* [EXERCISE OBJECTIVE]: Reproduce the lines of the listing starting at the line containing "wooden porch post" and ending at the line containing "0;173;33;194", substituting "roof peak" for "roof gable" and leaving all other text unchanged.

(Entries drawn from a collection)
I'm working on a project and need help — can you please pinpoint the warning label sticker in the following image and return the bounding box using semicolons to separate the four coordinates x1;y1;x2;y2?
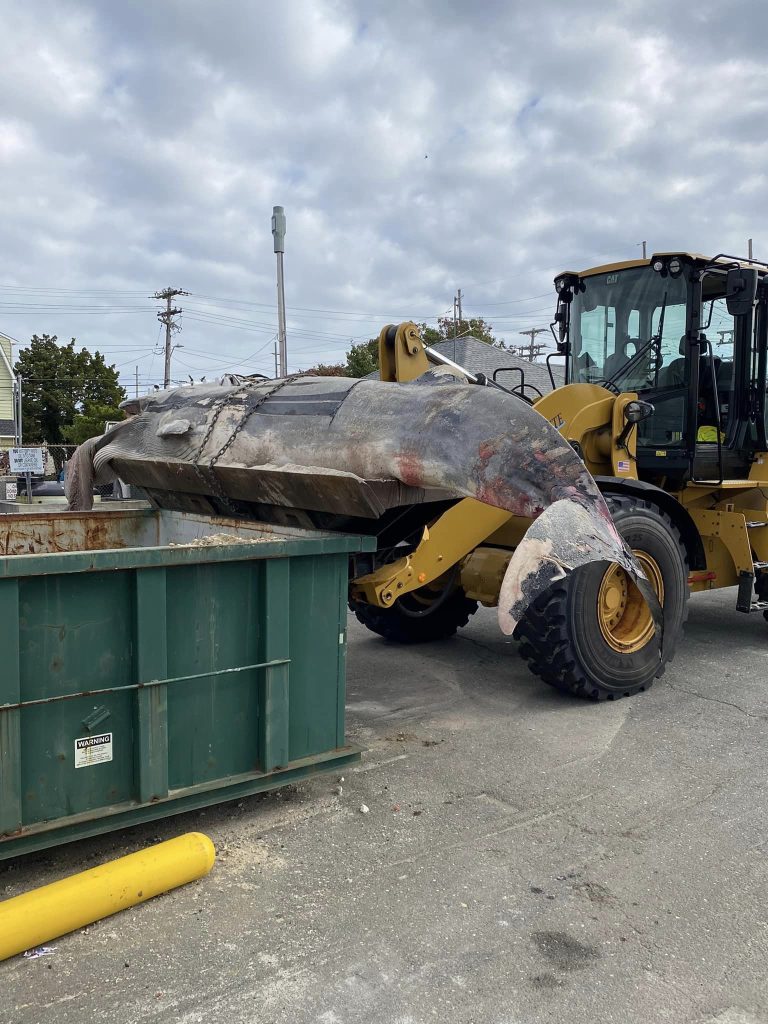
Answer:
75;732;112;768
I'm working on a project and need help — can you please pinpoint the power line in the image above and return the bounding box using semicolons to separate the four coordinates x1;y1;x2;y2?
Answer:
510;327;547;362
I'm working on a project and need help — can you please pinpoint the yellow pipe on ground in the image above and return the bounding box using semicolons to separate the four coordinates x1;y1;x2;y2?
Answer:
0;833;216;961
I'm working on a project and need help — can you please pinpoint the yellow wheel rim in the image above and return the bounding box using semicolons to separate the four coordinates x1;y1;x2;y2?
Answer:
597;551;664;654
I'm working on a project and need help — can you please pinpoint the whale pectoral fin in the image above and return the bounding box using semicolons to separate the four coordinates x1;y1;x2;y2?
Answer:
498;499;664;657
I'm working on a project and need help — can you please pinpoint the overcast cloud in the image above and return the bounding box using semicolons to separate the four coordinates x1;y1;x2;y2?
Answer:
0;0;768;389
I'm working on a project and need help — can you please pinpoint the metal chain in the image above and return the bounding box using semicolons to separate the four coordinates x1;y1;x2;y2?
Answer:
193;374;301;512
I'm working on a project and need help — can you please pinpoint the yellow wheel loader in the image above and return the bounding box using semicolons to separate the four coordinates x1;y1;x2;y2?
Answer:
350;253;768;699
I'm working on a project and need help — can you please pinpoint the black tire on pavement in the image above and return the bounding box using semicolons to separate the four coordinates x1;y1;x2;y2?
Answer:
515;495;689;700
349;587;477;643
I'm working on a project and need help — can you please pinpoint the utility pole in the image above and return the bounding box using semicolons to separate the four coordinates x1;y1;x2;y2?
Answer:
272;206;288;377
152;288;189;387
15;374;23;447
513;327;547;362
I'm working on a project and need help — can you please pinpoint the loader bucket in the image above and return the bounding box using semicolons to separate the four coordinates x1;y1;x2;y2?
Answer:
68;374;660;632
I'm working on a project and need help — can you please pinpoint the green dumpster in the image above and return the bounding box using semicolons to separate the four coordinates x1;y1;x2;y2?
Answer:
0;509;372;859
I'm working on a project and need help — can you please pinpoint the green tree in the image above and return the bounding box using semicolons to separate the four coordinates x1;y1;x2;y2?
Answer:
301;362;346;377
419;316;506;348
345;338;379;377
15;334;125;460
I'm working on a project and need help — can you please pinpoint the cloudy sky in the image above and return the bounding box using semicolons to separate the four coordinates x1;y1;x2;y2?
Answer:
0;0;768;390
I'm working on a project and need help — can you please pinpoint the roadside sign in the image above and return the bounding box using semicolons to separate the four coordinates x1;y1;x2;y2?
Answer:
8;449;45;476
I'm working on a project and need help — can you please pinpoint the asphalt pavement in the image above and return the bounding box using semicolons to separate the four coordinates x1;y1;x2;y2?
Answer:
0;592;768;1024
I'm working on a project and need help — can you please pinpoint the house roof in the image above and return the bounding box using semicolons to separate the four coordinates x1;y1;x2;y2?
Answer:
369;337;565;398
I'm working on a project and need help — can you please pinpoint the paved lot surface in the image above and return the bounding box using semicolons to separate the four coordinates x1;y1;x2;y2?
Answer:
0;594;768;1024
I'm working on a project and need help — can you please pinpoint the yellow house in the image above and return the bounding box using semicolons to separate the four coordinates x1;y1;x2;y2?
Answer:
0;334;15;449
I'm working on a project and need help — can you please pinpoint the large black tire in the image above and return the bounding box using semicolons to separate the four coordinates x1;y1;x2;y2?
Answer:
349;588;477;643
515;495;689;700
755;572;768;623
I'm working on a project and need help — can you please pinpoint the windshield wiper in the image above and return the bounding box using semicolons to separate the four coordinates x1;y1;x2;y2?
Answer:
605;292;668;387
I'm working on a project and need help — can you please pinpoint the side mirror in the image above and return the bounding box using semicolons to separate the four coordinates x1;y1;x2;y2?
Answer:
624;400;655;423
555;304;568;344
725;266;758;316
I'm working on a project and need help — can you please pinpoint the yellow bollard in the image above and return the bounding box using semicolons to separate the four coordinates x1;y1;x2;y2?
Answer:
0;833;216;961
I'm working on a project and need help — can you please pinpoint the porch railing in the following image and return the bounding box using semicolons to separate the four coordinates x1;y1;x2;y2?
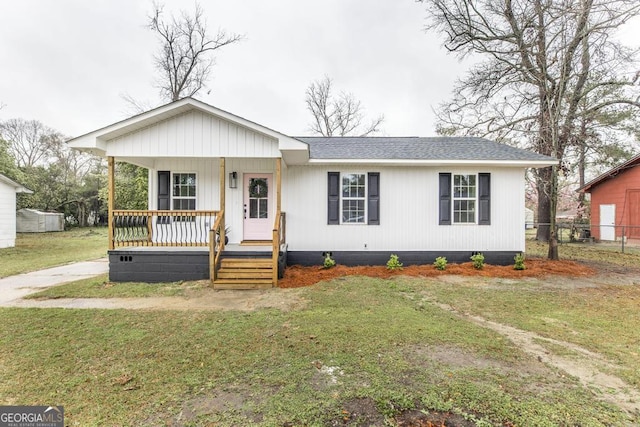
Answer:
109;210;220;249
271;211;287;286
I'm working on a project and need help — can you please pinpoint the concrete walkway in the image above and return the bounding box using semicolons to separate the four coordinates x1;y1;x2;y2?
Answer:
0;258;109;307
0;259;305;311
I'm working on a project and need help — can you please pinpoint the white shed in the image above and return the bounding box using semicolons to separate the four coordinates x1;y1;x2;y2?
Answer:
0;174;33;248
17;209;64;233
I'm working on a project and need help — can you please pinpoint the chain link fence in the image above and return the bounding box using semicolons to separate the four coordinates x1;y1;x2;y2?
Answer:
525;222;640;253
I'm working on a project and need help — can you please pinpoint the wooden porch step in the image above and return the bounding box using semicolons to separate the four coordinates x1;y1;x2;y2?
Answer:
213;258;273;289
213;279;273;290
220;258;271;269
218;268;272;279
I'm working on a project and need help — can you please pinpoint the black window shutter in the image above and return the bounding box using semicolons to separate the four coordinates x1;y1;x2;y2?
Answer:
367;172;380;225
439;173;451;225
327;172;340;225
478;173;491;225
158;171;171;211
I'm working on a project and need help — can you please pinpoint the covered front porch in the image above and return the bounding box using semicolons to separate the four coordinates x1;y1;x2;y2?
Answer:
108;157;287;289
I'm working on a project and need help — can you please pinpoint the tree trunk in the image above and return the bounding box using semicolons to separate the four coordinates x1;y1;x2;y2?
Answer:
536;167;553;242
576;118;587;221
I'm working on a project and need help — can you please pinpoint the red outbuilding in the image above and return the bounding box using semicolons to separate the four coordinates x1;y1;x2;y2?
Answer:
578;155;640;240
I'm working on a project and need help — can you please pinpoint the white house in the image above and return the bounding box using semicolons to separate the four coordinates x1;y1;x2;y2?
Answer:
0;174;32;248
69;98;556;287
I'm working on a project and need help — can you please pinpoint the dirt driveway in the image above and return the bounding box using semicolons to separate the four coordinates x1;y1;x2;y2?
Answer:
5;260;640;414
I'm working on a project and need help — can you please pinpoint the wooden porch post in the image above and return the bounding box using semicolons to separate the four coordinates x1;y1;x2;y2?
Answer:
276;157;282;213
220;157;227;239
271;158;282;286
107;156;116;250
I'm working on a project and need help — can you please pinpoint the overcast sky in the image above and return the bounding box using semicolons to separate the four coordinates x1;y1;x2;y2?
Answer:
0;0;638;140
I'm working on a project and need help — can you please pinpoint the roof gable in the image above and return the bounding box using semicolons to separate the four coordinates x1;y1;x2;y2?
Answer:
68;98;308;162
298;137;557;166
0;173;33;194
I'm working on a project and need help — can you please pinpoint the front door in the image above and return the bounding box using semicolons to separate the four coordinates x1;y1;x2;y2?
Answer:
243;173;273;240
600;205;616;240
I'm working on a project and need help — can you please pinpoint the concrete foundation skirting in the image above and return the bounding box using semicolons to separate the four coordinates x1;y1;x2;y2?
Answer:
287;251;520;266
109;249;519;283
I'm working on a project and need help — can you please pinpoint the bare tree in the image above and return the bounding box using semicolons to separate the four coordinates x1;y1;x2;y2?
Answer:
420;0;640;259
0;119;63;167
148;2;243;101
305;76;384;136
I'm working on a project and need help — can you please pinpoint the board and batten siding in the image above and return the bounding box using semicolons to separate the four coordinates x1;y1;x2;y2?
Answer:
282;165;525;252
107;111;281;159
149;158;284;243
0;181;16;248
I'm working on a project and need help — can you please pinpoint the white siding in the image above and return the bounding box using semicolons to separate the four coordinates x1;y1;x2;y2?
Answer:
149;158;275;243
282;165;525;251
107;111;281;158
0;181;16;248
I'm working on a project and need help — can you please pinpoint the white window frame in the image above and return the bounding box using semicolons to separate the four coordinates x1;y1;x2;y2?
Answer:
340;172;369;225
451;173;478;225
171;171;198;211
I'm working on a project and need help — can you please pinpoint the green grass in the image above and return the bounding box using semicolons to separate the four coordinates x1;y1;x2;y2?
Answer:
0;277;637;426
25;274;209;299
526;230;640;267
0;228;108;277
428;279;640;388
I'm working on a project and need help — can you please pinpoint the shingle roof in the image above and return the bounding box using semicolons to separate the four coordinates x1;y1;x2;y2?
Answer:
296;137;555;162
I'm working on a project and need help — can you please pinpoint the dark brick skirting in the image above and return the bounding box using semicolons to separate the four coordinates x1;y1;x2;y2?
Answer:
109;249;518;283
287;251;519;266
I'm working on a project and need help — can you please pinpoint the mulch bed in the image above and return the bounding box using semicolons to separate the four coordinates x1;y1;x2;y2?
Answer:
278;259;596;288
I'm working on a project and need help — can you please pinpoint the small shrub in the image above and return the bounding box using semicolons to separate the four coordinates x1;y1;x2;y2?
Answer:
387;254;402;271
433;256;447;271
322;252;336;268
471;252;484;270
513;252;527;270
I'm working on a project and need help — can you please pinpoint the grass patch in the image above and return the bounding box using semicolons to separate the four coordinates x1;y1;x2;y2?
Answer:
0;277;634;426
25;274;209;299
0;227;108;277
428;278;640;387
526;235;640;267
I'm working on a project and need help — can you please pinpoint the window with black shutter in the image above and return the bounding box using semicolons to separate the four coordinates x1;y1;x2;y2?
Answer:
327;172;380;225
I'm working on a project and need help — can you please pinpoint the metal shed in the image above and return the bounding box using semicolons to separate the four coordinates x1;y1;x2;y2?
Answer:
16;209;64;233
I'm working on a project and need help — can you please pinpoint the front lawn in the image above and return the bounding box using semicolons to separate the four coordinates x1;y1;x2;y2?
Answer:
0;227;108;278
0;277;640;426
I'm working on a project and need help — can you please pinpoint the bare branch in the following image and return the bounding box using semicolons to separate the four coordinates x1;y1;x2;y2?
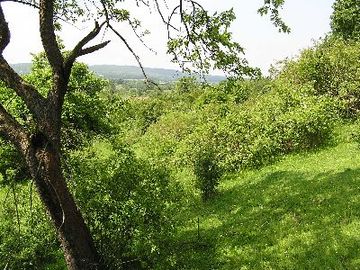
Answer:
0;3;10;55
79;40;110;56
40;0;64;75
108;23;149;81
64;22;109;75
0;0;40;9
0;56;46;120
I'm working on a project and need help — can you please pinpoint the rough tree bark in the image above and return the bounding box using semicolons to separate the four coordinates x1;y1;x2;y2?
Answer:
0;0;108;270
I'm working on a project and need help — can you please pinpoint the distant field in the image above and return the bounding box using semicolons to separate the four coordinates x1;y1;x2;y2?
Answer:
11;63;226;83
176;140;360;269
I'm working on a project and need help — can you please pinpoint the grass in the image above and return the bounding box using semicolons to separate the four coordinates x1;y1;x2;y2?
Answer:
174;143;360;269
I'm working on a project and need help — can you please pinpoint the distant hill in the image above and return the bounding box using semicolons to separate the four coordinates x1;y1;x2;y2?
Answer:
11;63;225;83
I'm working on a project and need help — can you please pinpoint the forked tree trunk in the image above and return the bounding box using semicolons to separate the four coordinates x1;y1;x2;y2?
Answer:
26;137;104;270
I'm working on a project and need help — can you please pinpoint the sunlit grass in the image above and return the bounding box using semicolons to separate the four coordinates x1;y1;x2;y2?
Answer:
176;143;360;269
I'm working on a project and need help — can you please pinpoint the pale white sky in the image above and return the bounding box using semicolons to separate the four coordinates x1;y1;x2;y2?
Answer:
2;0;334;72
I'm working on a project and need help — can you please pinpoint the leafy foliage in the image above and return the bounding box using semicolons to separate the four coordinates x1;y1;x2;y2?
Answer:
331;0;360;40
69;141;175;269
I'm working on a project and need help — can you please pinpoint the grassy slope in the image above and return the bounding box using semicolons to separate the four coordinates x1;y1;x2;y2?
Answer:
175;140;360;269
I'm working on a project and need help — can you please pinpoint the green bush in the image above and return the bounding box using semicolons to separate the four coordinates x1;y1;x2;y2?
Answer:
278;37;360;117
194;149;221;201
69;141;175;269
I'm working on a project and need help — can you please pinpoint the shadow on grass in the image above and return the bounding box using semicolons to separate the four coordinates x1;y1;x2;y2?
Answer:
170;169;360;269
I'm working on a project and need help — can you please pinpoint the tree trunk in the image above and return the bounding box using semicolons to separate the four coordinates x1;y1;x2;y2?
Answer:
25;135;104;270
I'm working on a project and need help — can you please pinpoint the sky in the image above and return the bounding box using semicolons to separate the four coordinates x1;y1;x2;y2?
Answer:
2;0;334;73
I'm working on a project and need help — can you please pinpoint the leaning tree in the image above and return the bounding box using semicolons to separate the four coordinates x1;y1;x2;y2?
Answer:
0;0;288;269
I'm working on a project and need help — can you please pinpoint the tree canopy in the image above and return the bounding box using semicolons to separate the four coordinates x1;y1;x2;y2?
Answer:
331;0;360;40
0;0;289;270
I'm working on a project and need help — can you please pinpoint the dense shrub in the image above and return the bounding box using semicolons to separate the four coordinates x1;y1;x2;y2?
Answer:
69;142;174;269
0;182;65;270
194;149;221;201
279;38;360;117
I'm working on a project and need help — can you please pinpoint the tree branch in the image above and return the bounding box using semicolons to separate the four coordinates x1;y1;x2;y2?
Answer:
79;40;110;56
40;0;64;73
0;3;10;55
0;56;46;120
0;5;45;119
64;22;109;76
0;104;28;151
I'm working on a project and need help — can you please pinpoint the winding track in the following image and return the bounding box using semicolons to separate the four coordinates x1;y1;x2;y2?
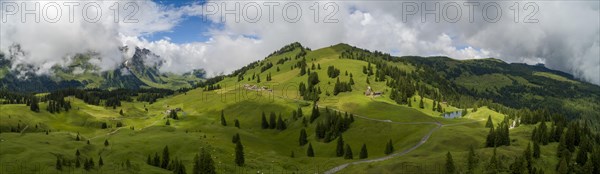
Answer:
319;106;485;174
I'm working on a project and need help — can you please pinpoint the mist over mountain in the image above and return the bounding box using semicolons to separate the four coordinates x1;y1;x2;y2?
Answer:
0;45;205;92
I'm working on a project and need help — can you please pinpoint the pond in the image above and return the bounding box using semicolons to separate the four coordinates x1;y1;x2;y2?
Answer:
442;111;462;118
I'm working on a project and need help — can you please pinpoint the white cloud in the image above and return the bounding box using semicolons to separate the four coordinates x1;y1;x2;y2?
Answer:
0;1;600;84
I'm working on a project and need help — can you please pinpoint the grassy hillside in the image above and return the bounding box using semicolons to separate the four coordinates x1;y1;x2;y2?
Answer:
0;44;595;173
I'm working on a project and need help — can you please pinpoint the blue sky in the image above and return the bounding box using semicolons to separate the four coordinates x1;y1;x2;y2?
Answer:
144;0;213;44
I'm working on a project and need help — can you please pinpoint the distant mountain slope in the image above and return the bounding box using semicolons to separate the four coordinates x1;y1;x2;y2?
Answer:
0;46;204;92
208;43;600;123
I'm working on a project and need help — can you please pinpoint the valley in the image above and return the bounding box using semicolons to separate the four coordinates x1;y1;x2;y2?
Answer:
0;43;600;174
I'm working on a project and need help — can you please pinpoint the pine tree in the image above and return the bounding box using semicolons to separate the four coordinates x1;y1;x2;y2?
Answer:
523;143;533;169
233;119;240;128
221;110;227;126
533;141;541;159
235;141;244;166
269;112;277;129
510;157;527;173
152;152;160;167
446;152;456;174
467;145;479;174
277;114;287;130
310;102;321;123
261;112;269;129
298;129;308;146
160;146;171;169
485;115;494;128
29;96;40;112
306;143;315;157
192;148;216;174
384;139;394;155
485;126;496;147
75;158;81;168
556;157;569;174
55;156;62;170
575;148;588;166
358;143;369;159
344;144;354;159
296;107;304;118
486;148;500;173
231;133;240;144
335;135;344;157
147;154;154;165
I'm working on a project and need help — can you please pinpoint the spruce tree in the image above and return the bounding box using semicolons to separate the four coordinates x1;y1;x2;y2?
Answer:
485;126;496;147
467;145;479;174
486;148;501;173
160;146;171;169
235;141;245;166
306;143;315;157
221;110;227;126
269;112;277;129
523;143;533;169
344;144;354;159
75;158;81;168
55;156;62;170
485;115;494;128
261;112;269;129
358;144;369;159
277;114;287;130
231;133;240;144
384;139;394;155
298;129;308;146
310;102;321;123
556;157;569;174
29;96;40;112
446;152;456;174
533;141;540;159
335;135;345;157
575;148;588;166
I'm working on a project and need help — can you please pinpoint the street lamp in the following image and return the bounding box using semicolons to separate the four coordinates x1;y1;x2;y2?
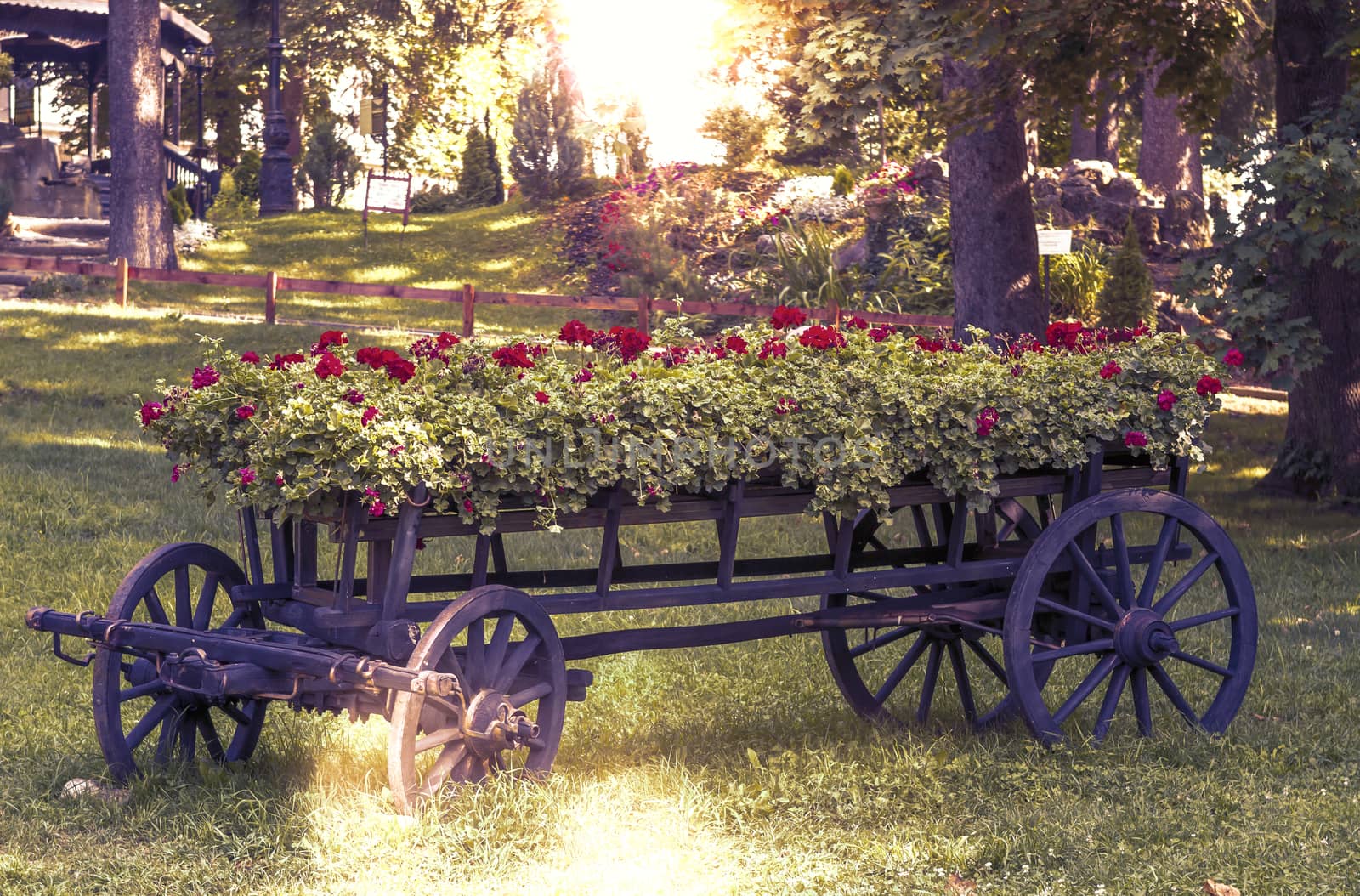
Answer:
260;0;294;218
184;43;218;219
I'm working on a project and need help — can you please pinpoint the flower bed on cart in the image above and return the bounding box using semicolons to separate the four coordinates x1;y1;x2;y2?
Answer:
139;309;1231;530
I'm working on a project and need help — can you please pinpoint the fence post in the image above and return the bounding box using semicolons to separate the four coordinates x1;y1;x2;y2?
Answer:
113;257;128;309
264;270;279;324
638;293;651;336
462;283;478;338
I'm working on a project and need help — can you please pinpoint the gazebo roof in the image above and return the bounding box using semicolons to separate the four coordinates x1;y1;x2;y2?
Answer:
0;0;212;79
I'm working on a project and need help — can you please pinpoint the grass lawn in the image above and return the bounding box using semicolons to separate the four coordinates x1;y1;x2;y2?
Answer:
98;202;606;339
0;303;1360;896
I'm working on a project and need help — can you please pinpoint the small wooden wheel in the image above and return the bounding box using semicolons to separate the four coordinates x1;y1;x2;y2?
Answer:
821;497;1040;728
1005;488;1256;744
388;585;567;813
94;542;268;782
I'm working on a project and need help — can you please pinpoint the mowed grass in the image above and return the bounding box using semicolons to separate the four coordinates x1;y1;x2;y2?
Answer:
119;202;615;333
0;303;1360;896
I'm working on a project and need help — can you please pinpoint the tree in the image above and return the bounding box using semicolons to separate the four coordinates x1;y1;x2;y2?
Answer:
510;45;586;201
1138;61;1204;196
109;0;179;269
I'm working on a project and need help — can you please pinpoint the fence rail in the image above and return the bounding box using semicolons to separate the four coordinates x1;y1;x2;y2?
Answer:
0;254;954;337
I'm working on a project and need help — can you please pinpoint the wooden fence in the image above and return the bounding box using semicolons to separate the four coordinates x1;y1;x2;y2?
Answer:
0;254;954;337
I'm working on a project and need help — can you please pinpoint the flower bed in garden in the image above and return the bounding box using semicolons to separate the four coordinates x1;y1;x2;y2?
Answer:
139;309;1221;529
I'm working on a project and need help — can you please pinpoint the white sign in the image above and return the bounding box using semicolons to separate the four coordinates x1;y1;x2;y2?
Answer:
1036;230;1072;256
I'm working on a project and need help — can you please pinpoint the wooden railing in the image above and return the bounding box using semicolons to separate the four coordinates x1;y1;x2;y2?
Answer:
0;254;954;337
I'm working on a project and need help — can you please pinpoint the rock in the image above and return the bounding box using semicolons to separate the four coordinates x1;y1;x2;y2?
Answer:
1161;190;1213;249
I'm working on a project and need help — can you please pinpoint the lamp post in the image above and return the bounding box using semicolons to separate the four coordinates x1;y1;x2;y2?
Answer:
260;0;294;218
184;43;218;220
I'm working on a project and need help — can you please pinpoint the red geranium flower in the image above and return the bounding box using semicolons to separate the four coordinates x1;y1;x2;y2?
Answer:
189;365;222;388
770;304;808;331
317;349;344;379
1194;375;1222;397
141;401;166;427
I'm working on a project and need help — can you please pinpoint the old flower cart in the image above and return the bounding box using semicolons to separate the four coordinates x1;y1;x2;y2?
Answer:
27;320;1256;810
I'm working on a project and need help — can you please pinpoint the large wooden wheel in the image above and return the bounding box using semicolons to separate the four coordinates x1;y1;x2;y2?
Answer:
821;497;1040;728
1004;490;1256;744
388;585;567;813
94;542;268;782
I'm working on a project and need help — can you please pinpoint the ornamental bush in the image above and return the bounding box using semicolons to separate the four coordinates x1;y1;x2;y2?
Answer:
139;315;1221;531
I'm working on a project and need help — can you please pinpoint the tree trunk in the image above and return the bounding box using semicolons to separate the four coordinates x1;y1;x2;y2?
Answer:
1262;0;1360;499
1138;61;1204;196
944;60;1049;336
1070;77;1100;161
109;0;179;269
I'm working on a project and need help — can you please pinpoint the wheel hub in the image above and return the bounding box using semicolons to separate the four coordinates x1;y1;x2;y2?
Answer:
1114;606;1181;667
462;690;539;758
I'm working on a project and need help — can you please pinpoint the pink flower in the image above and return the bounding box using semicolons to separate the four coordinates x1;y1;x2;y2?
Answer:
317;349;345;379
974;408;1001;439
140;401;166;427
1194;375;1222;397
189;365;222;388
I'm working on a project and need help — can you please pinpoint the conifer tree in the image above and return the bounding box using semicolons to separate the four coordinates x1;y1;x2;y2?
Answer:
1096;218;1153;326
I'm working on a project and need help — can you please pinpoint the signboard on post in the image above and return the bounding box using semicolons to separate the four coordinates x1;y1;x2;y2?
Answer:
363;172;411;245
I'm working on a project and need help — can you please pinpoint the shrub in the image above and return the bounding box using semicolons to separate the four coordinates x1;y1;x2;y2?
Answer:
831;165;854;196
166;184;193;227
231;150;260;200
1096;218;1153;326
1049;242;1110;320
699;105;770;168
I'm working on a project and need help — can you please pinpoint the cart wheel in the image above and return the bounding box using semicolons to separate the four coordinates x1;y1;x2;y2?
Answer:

* [FINAL ANSWER]:
I'm working on a project and need help — can you please pinpoint the wooden porch post in the image above and return the bounding box using semicolons to separate the four coordinates x1;y1;x2;y2?
Answer:
276;157;282;213
220;157;227;239
271;158;282;286
107;156;116;250
I'm working on a project and need help — can you please pinpoint the overcast sky in the image above and return the bounding box using semicolons to separate the four coordinates x1;y1;x2;y2?
Answer:
0;0;638;140
I'm working on a project and need help — can you please pinpoint the roof peak in the image above and return the bounding box using semicolons to separate the four coordinates x1;y1;x2;y2?
Answer:
68;98;308;162
298;137;557;166
0;173;33;194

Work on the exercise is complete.